start Information shown

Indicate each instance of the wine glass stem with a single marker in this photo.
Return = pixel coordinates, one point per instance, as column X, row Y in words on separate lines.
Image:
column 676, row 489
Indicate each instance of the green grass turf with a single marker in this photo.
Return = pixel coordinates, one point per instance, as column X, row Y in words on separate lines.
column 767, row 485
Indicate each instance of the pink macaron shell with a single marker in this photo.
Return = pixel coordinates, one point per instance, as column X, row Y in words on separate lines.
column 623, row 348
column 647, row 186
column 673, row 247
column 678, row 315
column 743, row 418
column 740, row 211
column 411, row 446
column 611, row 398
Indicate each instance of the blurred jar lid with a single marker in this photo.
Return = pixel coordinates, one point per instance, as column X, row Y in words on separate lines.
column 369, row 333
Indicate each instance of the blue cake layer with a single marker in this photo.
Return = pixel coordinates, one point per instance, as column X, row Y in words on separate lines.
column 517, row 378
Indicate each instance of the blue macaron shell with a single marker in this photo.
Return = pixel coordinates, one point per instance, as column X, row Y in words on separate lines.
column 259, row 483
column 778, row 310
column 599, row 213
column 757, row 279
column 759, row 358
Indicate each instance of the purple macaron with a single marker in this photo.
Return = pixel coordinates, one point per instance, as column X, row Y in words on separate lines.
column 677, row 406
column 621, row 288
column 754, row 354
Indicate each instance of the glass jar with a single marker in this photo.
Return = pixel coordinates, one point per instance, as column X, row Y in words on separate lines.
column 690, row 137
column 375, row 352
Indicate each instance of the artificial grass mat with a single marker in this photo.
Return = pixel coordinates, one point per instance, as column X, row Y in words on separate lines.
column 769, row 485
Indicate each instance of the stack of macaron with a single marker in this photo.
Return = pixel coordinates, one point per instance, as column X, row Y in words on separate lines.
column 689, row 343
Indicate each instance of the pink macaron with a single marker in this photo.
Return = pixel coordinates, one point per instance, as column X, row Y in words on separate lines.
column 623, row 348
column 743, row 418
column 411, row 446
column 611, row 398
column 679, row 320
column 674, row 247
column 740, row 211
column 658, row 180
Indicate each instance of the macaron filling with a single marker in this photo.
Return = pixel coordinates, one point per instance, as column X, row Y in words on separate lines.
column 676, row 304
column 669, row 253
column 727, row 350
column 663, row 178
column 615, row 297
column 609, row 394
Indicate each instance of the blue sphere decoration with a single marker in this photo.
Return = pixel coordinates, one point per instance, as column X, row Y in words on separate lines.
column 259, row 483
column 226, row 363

end Information shown

Transcribe all of the material exactly. Omit nothing.

Written solution
Indicate each instance of the wine glass stem with a single marker in this photo.
Return = pixel coordinates, one point per instance, as column X, row Y in words on separate lines.
Image:
column 676, row 489
Indicate each instance of the green grass turf with a single marker in this photo.
Return = pixel coordinates, one point per instance, as column X, row Y in words on separate lines.
column 767, row 485
Indicate each instance of the pink macaron shell with a single marker in this photo.
Return = pixel coordinates, one point per instance, as column X, row Y in words on separate lines.
column 623, row 348
column 647, row 186
column 673, row 247
column 678, row 315
column 743, row 418
column 740, row 211
column 411, row 446
column 611, row 398
Indicate each instance of the blurred jar lid with a single marker in this photo.
Return = pixel coordinates, one point per instance, as column X, row Y in words on separate lines.
column 369, row 333
Indicate each instance of the blue cake layer with a single marker in this photo.
Return = pixel coordinates, one point per instance, as column X, row Y in words on separate lines.
column 517, row 378
Indicate each instance of the blue macaron shell with a single marker in this photo.
Return = pixel coordinates, one point per instance, as column X, row Y in words on separate lines.
column 259, row 483
column 778, row 310
column 599, row 213
column 757, row 279
column 759, row 358
Indicate each instance of the purple macaron with a single marker in this photo.
Return = pixel coordinates, one point per instance, as column X, row Y in words on separate lines.
column 677, row 406
column 621, row 288
column 754, row 354
Indicate each instance of the glass jar with a single marker in this photo.
Return = pixel coordinates, one point per instance, as column X, row Y in words on separate lines.
column 690, row 137
column 375, row 352
Indicate each instance of the artificial grass mat with a single marker in this photo.
Return = pixel coordinates, one point per instance, as column X, row Y in words on separate lines.
column 769, row 485
Indicate each instance of the stack of macaron with a single marker in this photo.
Return = pixel coordinates, one point per instance, as column X, row Y in words on separate lines.
column 689, row 343
Indicate each instance of the pink macaron with a single marker in this photo.
Return = pixel coordinates, one point per instance, as column X, row Y in words on separate lines.
column 623, row 348
column 743, row 418
column 411, row 446
column 611, row 398
column 679, row 320
column 674, row 247
column 740, row 211
column 658, row 180
Indicate each instance of the macaron filling with a single marker in this photo.
Return = pixel coordinates, one point per instance, as column X, row Y in words on separate lines.
column 676, row 304
column 669, row 253
column 727, row 350
column 663, row 178
column 615, row 297
column 609, row 394
Indicate each instance of the blue sphere decoration with a single marker in this photo.
Return = pixel coordinates, one point per instance, as column X, row Y in words on separate lines.
column 259, row 483
column 226, row 363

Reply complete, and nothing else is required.